▸ Task description
Can you transcribe, word for word, the stretch of the records from the line that contains "One keypoint belongs to every instance. Tag the rooftop" through the end of the records?

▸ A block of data
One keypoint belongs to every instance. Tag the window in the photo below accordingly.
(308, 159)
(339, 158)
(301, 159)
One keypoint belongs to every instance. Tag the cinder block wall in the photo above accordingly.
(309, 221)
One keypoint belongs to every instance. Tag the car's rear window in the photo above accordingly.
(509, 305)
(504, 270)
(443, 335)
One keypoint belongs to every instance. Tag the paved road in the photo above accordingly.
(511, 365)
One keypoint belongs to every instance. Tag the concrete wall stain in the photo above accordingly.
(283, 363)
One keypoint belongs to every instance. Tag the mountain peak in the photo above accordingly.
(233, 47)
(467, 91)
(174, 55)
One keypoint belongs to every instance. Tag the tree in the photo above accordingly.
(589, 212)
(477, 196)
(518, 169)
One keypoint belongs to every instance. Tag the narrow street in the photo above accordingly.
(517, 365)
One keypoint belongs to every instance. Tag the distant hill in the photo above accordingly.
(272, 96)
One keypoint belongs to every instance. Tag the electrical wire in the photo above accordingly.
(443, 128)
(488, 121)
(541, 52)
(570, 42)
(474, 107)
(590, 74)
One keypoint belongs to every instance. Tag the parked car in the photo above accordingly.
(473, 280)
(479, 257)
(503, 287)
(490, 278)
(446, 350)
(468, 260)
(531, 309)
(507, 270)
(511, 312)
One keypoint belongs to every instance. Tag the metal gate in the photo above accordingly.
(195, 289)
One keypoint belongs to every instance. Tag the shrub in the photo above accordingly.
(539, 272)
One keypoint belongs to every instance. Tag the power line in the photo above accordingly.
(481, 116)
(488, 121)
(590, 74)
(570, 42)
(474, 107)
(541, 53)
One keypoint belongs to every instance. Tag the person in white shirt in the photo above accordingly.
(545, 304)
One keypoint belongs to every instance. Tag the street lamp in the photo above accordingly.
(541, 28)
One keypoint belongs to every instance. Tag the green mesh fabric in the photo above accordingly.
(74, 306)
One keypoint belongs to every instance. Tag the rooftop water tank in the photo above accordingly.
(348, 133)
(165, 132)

▸ Task answer
One keypoint belongs to every instance. Tag the rooftop water tank in the photo above accordingly.
(348, 133)
(165, 132)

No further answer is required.